- Task objective:
Begin at the line containing "If you would be willing to tag the white" and reproduce every line through the end of the entries below. Nothing else should appear.

- Records provided:
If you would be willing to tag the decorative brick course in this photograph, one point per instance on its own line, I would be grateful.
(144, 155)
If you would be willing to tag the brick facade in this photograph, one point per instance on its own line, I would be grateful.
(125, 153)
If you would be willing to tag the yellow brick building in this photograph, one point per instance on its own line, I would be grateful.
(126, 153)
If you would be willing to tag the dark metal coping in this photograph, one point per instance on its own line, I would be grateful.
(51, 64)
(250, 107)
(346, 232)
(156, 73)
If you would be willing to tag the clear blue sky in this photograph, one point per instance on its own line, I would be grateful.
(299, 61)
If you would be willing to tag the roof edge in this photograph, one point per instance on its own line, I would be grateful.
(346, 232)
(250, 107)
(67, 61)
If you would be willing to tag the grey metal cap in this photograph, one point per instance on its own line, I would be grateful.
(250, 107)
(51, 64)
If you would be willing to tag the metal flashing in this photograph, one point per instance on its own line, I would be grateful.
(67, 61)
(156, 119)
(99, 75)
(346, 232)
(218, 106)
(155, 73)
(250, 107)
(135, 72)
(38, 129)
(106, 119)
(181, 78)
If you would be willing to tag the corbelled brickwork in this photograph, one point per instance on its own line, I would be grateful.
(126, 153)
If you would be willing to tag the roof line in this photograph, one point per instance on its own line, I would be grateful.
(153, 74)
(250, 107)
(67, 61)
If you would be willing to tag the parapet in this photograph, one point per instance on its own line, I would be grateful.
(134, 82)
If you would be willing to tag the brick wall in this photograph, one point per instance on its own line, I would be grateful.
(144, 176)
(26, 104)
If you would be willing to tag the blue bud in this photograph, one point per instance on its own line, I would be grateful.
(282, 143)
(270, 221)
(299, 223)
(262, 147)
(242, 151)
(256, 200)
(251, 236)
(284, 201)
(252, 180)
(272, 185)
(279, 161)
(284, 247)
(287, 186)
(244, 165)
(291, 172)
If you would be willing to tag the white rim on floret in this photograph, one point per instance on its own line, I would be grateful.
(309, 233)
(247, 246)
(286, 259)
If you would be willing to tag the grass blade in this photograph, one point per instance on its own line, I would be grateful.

- Solution:
If you would be willing to tag the white rim on floret in this photograph, one point per instance on its own line, I would be grateful.
(309, 233)
(247, 246)
(286, 259)
If you would be willing to tag the grass blade in this photograph, one point per instance on its own line, I would be grateful.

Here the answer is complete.